> [Dataset entries]
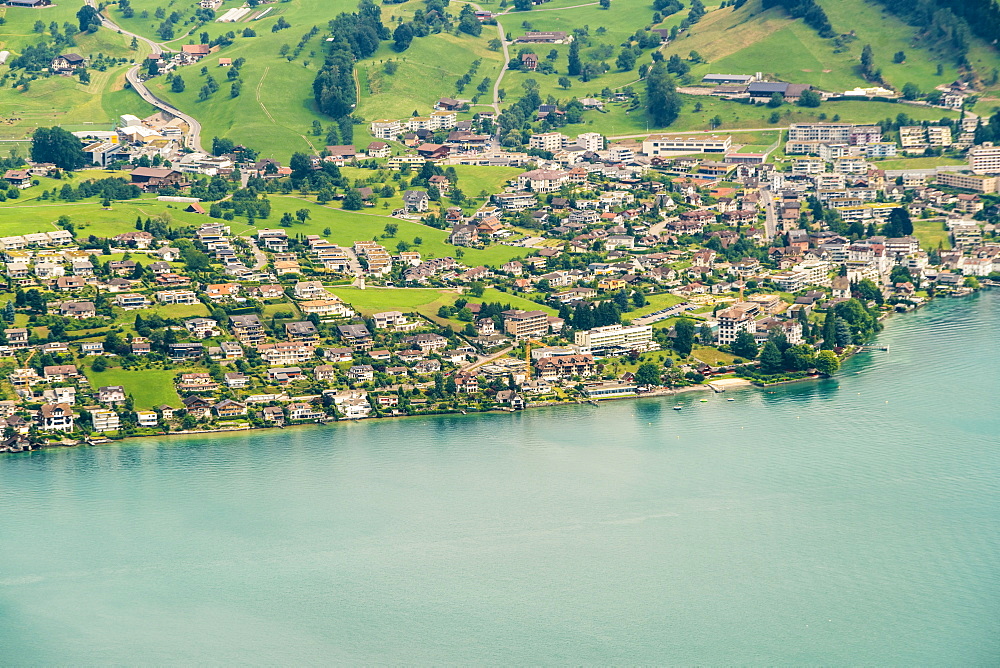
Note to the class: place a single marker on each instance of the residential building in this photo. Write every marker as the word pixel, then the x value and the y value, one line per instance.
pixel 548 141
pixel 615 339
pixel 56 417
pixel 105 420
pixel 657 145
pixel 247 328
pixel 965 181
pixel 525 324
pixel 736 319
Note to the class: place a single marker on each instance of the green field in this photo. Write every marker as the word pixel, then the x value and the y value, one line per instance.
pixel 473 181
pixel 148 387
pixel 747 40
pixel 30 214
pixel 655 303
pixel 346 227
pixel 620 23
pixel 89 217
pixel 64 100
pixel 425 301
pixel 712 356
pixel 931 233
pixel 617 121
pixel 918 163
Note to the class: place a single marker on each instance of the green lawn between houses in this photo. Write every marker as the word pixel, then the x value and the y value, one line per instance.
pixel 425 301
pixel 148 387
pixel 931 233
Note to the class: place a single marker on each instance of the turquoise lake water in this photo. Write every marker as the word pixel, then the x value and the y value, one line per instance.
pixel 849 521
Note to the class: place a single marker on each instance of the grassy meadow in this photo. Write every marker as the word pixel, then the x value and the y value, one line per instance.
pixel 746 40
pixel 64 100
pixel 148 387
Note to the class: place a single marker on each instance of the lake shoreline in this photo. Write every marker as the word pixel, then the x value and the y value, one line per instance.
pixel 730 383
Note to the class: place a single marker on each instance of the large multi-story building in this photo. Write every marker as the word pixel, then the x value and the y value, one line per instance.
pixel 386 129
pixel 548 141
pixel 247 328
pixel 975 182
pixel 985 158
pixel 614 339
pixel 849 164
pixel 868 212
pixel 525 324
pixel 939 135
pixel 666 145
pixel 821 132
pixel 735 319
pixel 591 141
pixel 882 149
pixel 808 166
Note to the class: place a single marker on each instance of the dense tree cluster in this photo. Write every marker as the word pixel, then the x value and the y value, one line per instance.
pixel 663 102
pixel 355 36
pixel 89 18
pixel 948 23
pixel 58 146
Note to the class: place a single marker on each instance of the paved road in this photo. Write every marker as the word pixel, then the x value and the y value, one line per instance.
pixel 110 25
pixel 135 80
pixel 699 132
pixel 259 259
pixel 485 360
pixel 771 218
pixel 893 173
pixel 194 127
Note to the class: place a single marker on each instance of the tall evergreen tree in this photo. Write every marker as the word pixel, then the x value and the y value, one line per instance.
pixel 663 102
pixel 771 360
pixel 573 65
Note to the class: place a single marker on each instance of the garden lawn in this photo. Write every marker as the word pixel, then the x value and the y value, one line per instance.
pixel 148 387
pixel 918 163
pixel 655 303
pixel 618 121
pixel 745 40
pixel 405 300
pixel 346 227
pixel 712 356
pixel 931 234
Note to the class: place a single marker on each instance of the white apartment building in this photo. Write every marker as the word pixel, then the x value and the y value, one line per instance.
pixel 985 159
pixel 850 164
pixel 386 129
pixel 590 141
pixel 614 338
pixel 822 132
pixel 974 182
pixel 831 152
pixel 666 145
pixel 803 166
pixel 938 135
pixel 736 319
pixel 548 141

...

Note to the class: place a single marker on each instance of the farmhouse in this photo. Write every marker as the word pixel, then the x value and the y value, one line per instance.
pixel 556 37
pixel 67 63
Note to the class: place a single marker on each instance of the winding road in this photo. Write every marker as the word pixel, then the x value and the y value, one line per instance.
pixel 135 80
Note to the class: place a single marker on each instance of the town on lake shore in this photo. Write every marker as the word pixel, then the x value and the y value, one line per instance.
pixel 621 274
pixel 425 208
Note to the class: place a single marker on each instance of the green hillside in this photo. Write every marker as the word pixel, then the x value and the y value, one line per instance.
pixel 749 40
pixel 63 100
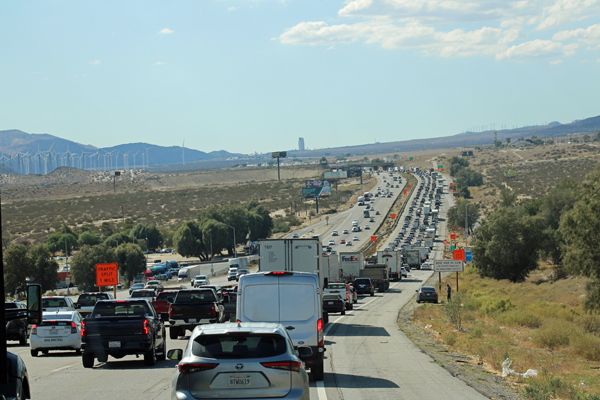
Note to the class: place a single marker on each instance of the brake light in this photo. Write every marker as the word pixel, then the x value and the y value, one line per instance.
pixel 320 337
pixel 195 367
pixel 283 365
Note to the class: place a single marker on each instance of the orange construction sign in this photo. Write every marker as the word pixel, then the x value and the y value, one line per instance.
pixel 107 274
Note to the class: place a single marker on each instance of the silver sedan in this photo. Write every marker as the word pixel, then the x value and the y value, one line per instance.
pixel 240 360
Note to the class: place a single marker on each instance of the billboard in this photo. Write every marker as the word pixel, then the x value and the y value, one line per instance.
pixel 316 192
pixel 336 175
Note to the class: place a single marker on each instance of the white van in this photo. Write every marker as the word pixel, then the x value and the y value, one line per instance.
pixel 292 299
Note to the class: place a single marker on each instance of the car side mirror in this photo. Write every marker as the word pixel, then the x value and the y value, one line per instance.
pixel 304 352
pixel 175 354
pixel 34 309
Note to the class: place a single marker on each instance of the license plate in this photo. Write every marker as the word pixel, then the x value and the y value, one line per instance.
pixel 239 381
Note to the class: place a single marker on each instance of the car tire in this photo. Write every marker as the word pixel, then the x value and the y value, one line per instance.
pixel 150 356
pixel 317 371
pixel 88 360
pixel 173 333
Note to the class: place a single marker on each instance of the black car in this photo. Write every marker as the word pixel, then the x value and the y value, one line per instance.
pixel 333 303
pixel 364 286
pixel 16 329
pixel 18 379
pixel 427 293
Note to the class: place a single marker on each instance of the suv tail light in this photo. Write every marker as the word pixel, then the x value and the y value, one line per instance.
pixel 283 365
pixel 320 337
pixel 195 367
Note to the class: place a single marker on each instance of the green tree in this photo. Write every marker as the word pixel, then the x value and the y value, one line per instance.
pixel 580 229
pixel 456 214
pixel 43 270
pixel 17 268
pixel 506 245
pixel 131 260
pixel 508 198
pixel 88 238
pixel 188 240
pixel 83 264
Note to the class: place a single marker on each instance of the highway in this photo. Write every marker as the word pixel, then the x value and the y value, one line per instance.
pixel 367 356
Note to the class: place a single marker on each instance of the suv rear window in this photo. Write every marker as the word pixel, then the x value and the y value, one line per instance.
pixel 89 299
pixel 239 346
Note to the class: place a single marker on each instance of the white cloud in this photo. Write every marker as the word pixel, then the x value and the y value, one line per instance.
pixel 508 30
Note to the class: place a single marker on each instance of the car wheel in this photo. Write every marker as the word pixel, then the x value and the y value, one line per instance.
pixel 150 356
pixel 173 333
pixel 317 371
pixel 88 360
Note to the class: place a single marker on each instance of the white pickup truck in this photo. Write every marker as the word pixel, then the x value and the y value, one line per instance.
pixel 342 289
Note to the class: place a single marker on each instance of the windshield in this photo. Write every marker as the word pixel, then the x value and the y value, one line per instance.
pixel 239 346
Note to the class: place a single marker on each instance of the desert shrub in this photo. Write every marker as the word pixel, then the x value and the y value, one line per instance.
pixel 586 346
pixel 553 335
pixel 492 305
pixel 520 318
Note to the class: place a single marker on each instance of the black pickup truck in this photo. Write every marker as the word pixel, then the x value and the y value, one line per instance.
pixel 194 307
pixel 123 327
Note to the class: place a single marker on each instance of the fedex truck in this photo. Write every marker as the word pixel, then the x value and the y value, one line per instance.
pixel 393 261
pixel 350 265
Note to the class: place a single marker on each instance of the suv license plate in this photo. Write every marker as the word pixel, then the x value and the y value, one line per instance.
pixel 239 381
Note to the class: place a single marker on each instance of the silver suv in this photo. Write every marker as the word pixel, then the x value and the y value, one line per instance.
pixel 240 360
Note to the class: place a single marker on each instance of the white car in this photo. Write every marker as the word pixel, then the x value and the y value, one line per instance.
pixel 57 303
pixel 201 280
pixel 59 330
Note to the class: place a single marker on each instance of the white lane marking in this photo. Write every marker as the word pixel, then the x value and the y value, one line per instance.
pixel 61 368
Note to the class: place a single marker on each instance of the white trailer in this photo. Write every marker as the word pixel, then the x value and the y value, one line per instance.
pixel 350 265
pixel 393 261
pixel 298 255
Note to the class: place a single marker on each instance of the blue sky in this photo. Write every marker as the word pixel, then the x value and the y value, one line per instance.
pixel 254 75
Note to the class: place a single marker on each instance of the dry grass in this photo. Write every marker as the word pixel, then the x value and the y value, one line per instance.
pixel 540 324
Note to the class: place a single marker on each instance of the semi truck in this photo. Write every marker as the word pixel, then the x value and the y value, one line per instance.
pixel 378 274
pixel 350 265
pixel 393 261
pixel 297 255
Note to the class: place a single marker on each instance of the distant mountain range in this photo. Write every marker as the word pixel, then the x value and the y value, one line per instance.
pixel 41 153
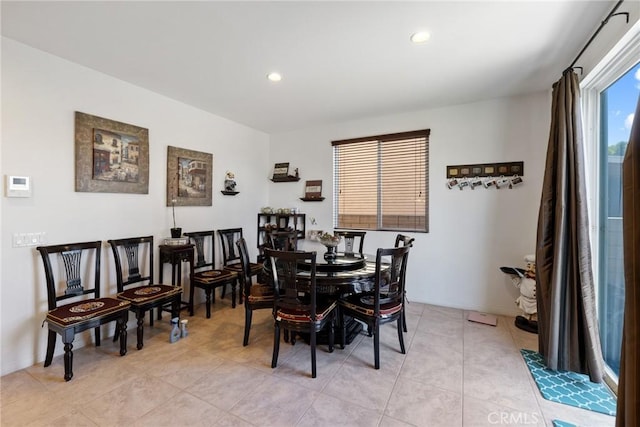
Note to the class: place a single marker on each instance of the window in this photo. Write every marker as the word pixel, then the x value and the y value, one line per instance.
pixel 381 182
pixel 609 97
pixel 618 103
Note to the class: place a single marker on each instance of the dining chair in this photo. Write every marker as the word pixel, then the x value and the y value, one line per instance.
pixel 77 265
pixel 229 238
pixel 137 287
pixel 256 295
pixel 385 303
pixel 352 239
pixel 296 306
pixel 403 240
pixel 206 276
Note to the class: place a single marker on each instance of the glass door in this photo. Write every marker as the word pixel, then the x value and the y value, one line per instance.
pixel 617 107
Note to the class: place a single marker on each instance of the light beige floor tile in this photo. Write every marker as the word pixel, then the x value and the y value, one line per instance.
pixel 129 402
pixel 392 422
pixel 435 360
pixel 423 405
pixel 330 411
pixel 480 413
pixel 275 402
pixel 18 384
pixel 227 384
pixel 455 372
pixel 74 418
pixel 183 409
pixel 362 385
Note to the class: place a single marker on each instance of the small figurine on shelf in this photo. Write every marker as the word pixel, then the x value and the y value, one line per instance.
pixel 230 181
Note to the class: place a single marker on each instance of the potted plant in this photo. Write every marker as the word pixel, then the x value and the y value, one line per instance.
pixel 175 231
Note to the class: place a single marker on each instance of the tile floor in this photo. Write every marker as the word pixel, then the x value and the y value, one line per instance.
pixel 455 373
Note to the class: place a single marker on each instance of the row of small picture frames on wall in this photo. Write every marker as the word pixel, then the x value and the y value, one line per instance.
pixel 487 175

> [Instructions to follow] In the part that opens with the line containing "of the brake" and closes with the line containing "pixel 427 293", switch "silver sedan" to "gray sedan" and give those entries again with nothing else changed.

> [Solution for this exercise]
Note to the class: place a single marker on each instance of the brake light in this photo. Write every marker as the word pixel, then the x value and the y value, one line per instance.
pixel 320 337
pixel 195 367
pixel 283 365
Note to the class: place a single marker on each instance of the orange construction sign in this photo. Write every marker as the word pixel, then the x value and the y value, one line per instance.
pixel 107 274
Note to the class: place a single marker on each instance of the gray sedan in this photo. Write every marker as the word pixel, then the x value and the y value, one line per instance.
pixel 240 360
Note to the class: place a single marker on each instance of the billboard in this photo. Write every marker as the word pixel, then the x value and the y value, one line per instance.
pixel 316 192
pixel 336 175
Note to the class: place a single marker on each instance of the white van in this photo. Write every marker as the word pixel, then the x value and the y value, one line per instance.
pixel 292 299
Note to the class: place a single marker on each instance of the car side mirror in this photo. Write every marker as the word pixel, then the x value and the y value, one line per instance.
pixel 304 352
pixel 175 354
pixel 34 309
Note to the class: place a single marker on each instance of the license plate in this photo. Write every marker as the word pixel, then the x value and the y value, one line per instance.
pixel 239 381
Note to the class: place a single marker on each instance of the car tire in this photo. Write every marker as the word pixel, then the x value and the y value, one line per instance.
pixel 150 356
pixel 317 371
pixel 88 360
pixel 173 333
Note to the class: place a single marker on each instance of the black car in this photo. Write every marker as the word pixel, then the x value and the y value, one line per instance.
pixel 333 303
pixel 364 286
pixel 16 329
pixel 18 379
pixel 427 293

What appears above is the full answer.